• [GOAL] Copy the data from the line that contains "Where can the bench" to its last line, exactly, including both of those lines and leaving out everything before.

** START RECORDS SHOWN **

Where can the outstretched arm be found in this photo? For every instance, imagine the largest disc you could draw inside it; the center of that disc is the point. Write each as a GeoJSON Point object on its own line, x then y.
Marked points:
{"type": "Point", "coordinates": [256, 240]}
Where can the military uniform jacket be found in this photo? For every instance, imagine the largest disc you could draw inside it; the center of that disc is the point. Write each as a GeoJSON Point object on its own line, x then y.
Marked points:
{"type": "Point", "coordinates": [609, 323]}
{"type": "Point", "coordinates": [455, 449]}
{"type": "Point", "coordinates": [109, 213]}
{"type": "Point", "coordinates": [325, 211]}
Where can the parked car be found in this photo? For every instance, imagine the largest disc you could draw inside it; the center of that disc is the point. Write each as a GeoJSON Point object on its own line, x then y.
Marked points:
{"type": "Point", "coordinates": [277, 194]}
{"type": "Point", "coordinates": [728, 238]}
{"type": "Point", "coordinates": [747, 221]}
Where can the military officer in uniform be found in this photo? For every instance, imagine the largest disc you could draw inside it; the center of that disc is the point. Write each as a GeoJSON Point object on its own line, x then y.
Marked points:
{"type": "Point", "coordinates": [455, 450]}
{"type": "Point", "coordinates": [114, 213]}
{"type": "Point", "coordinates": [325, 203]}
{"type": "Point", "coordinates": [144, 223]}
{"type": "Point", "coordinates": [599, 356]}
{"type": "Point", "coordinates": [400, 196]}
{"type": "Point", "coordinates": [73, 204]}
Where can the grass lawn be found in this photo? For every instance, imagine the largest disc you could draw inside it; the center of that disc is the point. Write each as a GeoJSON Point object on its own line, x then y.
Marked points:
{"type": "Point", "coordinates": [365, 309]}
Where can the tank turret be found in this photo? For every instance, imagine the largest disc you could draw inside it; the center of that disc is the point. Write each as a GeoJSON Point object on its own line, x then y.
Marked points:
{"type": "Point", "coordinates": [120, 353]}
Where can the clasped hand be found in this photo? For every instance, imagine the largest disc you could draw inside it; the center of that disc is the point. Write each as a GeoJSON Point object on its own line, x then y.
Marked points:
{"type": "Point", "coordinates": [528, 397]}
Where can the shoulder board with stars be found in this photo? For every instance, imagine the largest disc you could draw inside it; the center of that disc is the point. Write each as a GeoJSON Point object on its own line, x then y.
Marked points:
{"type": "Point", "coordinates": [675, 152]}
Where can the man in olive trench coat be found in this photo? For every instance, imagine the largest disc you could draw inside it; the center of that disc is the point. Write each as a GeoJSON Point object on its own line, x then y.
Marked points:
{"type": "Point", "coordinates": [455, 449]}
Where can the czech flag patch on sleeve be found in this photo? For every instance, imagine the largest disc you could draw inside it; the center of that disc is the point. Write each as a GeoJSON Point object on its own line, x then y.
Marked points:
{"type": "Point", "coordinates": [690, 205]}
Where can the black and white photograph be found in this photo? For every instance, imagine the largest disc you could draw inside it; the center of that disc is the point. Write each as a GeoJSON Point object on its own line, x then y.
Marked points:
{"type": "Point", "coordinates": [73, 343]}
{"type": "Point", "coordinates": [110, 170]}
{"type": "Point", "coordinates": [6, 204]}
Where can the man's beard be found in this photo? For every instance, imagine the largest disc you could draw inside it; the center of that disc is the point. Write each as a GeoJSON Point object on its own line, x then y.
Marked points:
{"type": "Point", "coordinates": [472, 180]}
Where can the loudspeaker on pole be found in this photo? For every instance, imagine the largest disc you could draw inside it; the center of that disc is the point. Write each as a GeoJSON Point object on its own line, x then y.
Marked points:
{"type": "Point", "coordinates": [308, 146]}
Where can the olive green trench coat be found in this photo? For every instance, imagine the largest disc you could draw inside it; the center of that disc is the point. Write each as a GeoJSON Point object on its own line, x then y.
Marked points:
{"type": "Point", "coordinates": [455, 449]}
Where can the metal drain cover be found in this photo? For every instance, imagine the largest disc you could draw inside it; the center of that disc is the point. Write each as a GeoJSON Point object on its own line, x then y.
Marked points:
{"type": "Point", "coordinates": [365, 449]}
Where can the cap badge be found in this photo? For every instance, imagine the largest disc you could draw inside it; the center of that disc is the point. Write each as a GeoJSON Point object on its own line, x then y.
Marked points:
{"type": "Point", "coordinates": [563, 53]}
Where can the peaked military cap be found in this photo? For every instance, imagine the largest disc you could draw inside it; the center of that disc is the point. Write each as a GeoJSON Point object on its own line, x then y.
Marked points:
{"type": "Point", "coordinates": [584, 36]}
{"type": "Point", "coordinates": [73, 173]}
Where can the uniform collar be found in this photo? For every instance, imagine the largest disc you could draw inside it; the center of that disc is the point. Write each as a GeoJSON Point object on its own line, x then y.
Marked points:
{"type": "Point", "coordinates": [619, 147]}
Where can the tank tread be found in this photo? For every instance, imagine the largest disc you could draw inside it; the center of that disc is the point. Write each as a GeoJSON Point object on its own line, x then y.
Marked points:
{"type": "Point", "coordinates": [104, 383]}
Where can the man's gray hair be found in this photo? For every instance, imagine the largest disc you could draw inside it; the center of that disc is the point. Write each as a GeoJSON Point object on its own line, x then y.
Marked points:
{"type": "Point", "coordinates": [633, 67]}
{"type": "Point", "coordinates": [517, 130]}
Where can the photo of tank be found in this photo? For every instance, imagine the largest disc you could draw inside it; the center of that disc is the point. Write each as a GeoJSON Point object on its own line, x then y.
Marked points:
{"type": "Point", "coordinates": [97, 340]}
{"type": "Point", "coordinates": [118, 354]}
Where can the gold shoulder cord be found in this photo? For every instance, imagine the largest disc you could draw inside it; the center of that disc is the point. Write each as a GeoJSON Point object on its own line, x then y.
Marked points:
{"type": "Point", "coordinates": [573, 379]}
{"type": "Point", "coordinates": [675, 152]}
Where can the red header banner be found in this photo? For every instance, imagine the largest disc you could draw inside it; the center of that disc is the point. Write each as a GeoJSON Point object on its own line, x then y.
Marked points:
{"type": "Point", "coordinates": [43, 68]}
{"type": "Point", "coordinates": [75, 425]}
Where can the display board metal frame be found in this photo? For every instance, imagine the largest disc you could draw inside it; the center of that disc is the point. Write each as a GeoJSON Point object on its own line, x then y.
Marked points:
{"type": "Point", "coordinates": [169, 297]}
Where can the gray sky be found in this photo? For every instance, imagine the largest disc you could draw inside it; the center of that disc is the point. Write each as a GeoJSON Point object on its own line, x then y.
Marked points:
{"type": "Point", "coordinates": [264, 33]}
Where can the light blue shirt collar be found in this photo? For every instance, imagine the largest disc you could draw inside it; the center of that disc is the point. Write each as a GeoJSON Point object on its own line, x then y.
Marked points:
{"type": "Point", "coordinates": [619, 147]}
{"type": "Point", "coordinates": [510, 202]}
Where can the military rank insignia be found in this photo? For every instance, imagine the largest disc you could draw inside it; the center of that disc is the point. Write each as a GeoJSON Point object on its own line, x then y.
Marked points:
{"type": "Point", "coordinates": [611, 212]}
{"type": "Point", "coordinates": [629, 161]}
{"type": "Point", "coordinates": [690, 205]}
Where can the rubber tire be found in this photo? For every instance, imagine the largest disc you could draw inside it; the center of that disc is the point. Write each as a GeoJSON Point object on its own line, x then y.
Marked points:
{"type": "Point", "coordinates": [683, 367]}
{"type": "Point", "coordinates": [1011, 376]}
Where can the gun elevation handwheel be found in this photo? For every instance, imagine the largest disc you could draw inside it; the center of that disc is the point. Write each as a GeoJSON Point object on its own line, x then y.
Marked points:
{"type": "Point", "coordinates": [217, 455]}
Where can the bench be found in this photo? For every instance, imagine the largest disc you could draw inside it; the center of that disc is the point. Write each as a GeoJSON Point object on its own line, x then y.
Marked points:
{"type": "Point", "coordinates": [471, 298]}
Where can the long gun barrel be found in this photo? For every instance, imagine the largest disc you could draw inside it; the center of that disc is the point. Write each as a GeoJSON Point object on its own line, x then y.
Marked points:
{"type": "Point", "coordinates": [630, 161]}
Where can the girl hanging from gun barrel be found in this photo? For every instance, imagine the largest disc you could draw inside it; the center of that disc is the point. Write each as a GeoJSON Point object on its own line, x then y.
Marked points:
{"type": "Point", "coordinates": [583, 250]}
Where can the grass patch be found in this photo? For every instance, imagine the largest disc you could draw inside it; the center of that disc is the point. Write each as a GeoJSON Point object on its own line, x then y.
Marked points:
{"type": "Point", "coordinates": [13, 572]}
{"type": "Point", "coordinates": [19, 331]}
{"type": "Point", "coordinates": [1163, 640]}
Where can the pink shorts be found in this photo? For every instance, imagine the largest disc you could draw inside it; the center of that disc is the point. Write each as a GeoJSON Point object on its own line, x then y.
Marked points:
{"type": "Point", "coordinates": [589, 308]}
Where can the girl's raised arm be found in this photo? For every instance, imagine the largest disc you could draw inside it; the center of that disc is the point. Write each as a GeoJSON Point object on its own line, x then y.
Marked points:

** END RECORDS SHOWN **

• [RESULT FOR THIS TASK]
Where can the bench be found in this photo? For every instance, imagine the largest disc you could draw inside it; the center of that disc is the point. Write each as a GeoJSON Point object on its own line, x then y.
Marked points:
{"type": "Point", "coordinates": [471, 298]}
Where can the long gun barrel be found in this photo? For every instance, imagine the largest disc you could draw inside it; the center of that disc is the point. Write each as a GeoJSON Point object on its own line, x then y.
Marked points:
{"type": "Point", "coordinates": [630, 161]}
Where can the girl hanging from gun barrel be found in this photo? For every instance, imagine the largest disc you could draw inside it; the center of that disc is the point. Write each as a GeoJSON Point object on its own line, x then y.
Marked points:
{"type": "Point", "coordinates": [583, 250]}
Where can the grass patch be found in this photo? For every instance, imagine the largest disc you could draw inside it; the center of that disc is the point. Write each as a GeoJSON Point object on its own line, x then y.
Marked points:
{"type": "Point", "coordinates": [13, 572]}
{"type": "Point", "coordinates": [19, 331]}
{"type": "Point", "coordinates": [1163, 640]}
Where can the pink shorts be found in this photo? For every instance, imagine the largest disc you could draw inside it; the center of that disc is the point. Write each as a GeoJSON Point object on its own line, x then y.
Marked points:
{"type": "Point", "coordinates": [589, 308]}
Where can the girl's raised arm be found in this photo? For every instance, imagine the largest disc you could draw inside it; the center of that disc is the point. Write each as a GeoJSON Point object on its own line, x then y.
Marked points:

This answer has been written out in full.